Happily, Mortad favour the Arch-Enemy aesthetic. Vocalist Somi Arian is from Iran so she has a few good reasons to be cross with the world right now. She certainly screams her head off with gusto. Mortad pretty much kick the crap out of everything and the guitar solos really soar out of the PA. The drummer is speedy and it’s jolly good stuff. I have a feeling Mortad will be moving on to bigger things.

Anthony is smiling furiously – This can only mean one thing. Amon Amarth are about to launch their Viking assault on Prestatyn’s metal community. We limp off to the big fuck off stage for some humungous Viking metal.

Baxter loves Amon Amarth and I’ve subjected him to my horrible shitty music for years, so the least I can do is repay the favour but Amon Amarth are very likeable. To the say the vocalist is big would be like saying Ozzy likes a bit of shandy. The fucker could pass for Bigfoot off Bigfoot and the Hendersons. He’s taller than Justin from Skinflick and when he speaks, his voice is so low I can feel it resonate in my chest. If he went HO! HO! HO! It would sound like a nine-foot-tall morbidly obese Santa Claus with lead weights swinging from his balls. He really is that big.

Amon Amarth prove that Viking metal is extremely heavy, unexpectedly upbeat and does not need theatrical posturing as long as your singer is as big as a genetically engineered lighthouse. The music is low tuned, groovy and very moshable. Proper metal.


We stumble back to stage two and catch the end of Elimination’s (pic above) enthusiastic thrash. They are even wearing white hi-tec trainers *wipes nostalgic tear from eye*. It’s very fast, but I got there just a tiny bit too late.

All of this drunken nonsense leads us precariously to the headliners – Skindred (pic below) on the main stage. I am expecting this to be good, but it’s so much better. Opening to a big-beat version of the Imperial March from The Empire Strikes Back, supersonic front-man Benji and his band tear into a relentless medley of metal, drum n bass, reggae and hip-hop. Like Queen at Live Aid, Skindred have ripped the frilly bits out of their set and concentrated on segued hooks, but I doubt even Queen could have kept it up for this long (Benji keeps going for an hour). It’s an inspired move and it’s hard to stand still as Skindred unleash a constant barrage of infectious beats and heavy guitar.

▶ **YOUR OBJECTIVE**: Quote everything in the concert review from "Anthony is smiling" down to "is that big.".

▶ **AVAILABLE DATA**:

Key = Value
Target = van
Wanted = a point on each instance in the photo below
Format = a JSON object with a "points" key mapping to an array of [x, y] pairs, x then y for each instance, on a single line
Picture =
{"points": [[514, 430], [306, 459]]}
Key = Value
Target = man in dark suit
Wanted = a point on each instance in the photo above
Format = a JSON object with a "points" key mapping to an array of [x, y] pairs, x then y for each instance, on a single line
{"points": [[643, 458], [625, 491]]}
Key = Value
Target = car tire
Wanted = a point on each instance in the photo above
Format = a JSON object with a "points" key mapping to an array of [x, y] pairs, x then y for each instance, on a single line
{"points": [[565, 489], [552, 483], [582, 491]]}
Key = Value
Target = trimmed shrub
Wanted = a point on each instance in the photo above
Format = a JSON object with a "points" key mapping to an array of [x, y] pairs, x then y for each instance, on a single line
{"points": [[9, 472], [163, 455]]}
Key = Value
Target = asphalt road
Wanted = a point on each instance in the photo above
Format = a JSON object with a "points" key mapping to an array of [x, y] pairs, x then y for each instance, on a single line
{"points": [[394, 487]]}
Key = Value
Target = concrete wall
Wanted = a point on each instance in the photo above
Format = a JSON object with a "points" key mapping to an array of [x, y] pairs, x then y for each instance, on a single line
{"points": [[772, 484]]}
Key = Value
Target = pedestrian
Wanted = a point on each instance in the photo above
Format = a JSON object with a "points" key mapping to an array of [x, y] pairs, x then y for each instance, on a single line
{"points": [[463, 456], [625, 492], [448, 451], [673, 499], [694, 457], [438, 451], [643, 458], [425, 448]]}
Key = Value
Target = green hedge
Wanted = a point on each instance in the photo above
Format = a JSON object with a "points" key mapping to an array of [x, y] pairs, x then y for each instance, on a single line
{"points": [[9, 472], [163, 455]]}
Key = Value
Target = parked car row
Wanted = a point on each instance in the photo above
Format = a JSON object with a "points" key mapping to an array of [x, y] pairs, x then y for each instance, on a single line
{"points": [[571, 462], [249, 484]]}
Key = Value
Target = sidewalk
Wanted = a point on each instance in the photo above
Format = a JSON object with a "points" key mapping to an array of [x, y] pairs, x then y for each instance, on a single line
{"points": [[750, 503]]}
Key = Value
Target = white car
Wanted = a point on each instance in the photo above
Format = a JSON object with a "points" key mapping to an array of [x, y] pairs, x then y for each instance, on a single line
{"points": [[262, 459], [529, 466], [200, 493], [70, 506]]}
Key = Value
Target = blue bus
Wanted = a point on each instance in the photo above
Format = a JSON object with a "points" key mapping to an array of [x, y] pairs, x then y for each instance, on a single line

▶ **WRITTEN ANSWER**:
Anthony is smiling furiously – This can only mean one thing. Amon Amarth are about to launch their Viking assault on Prestatyn’s metal community. We limp off to the big fuck off stage for some humungous Viking metal.

Baxter loves Amon Amarth and I’ve subjected him to my horrible shitty music for years, so the least I can do is repay the favour but Amon Amarth are very likeable. To the say the vocalist is big would be like saying Ozzy likes a bit of shandy. The fucker could pass for Bigfoot off Bigfoot and the Hendersons. He’s taller than Justin from Skinflick and when he speaks, his voice is so low I can feel it resonate in my chest. If he went HO! HO! HO! It would sound like a nine-foot-tall morbidly obese Santa Claus with lead weights swinging from his balls. He really is that big.